• _STATED TASK_: Can you write out the following lines again, swapping in "boundary" for every "outline" and leaving everything else untouched?

• _STORED DATA_:
######

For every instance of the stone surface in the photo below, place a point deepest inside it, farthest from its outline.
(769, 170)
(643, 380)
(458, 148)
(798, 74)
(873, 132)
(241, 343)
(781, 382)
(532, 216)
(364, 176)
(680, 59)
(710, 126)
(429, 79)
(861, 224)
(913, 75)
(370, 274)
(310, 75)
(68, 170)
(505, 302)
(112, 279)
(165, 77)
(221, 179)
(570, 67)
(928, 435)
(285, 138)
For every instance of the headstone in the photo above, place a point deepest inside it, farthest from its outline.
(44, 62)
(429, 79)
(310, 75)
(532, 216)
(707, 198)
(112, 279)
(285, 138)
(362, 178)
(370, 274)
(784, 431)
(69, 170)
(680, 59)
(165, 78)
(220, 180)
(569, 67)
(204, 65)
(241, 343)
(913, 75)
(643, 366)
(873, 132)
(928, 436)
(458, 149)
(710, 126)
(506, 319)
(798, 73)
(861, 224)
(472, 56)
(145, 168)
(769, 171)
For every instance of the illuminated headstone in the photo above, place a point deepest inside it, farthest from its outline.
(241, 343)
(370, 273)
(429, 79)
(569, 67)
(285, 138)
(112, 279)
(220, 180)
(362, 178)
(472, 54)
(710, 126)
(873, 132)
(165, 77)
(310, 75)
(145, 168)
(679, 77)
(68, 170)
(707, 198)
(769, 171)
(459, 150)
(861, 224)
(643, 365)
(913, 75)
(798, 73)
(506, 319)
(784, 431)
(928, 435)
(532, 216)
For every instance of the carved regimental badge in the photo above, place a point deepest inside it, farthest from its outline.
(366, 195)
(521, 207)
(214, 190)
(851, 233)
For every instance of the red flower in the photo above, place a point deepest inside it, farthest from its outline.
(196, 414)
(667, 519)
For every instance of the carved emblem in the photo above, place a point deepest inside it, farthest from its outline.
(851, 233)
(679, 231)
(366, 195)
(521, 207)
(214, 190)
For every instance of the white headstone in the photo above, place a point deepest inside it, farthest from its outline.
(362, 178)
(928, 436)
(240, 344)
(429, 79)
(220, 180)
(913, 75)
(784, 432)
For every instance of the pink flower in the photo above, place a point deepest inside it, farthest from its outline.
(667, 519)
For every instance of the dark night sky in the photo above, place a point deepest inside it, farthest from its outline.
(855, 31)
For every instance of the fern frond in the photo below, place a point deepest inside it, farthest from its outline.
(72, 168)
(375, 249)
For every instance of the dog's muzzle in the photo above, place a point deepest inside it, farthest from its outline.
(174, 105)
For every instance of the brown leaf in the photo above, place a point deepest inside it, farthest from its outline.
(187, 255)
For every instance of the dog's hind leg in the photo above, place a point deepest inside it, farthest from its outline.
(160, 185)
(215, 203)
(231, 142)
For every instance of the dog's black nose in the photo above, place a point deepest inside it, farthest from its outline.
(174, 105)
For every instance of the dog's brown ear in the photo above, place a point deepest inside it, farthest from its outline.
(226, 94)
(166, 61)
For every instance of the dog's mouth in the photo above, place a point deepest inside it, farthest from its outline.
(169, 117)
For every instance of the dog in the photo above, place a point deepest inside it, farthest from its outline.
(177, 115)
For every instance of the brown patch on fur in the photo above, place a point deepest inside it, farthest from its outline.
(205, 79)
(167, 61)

######

• _ANSWER FOR THE TASK_:
For every instance of the stone surface in the photo below, place a point deepest inside it, farthest from its boundary.
(769, 170)
(643, 380)
(458, 148)
(798, 74)
(873, 132)
(241, 343)
(781, 382)
(532, 216)
(364, 176)
(680, 59)
(710, 126)
(429, 79)
(861, 224)
(913, 75)
(370, 274)
(310, 75)
(68, 170)
(505, 302)
(112, 279)
(165, 77)
(221, 179)
(570, 67)
(928, 435)
(285, 138)
For every instance of the headstone in the photo above, place a point deepest inside it, farthest from its boundary.
(44, 62)
(429, 79)
(310, 75)
(532, 216)
(707, 198)
(112, 279)
(285, 138)
(362, 178)
(370, 274)
(784, 431)
(69, 170)
(680, 59)
(165, 78)
(220, 180)
(569, 67)
(204, 65)
(241, 343)
(913, 75)
(643, 366)
(873, 132)
(928, 436)
(458, 149)
(710, 126)
(506, 319)
(798, 73)
(861, 224)
(472, 56)
(145, 168)
(769, 171)
For every instance of the illuminated headstone in the photo above, place a point deepest inside it, farthest from its boundary.
(241, 343)
(370, 273)
(429, 79)
(569, 67)
(285, 138)
(112, 279)
(220, 180)
(362, 178)
(472, 54)
(710, 126)
(873, 132)
(165, 77)
(310, 75)
(145, 168)
(679, 77)
(68, 170)
(707, 198)
(769, 171)
(459, 150)
(861, 224)
(643, 365)
(913, 75)
(798, 73)
(506, 319)
(784, 431)
(928, 435)
(532, 216)
For every instance of the carved regimental badge in the photo above, place a point deepest inside it, farthest from its boundary.
(366, 195)
(521, 207)
(214, 190)
(851, 233)
For every instance of the red flower in the photo above, place a point deepest inside it, farthest from its boundary.
(196, 414)
(667, 519)
For every instance of the carved emblem in the photo above, place a point deepest inside it, farthest from its boundary.
(851, 233)
(679, 231)
(366, 195)
(521, 207)
(214, 190)
For every instance of the white headstone in the photo above, place a point deepest inside it, farthest from its boundary.
(362, 178)
(928, 436)
(240, 344)
(429, 79)
(220, 180)
(913, 75)
(784, 432)
For every instance of the pink flower in the photo above, place a point deepest inside it, farthest from its boundary.
(667, 519)
For every instance of the dark night sky in the photo above, place a point deepest inside it, farthest from its boundary.
(855, 31)
For every instance of the fern frond in the photo below, place a point deepest inside it, farthest from its boundary.
(72, 168)
(375, 249)
For every instance of the dog's muzzle in the photo above, place a point deepest inside it, farthest from its boundary.
(174, 105)
For every instance of the brown leaf in the photo above, place a point deepest inside it, farthest from its boundary.
(187, 255)
For every instance of the dog's hind leg in the photo above, place a point deepest inside it, farthest from its boundary.
(160, 185)
(215, 203)
(231, 142)
For every instance of the dog's black nose in the photo above, place a point deepest inside it, farthest from its boundary.
(174, 105)
For every instance of the dog's brown ear in the photo above, place a point deepest inside it, farthest from its boundary.
(226, 94)
(166, 61)
For every instance of the dog's mouth in the photo above, place a point deepest inside it, farthest from its boundary.
(169, 117)
For every instance of the dog in the photo above, place a point deepest inside it, farthest from its boundary.
(177, 115)
For every instance of the brown patch on fur in the photo above, place a point deepest inside it, farthest from its boundary.
(205, 79)
(167, 61)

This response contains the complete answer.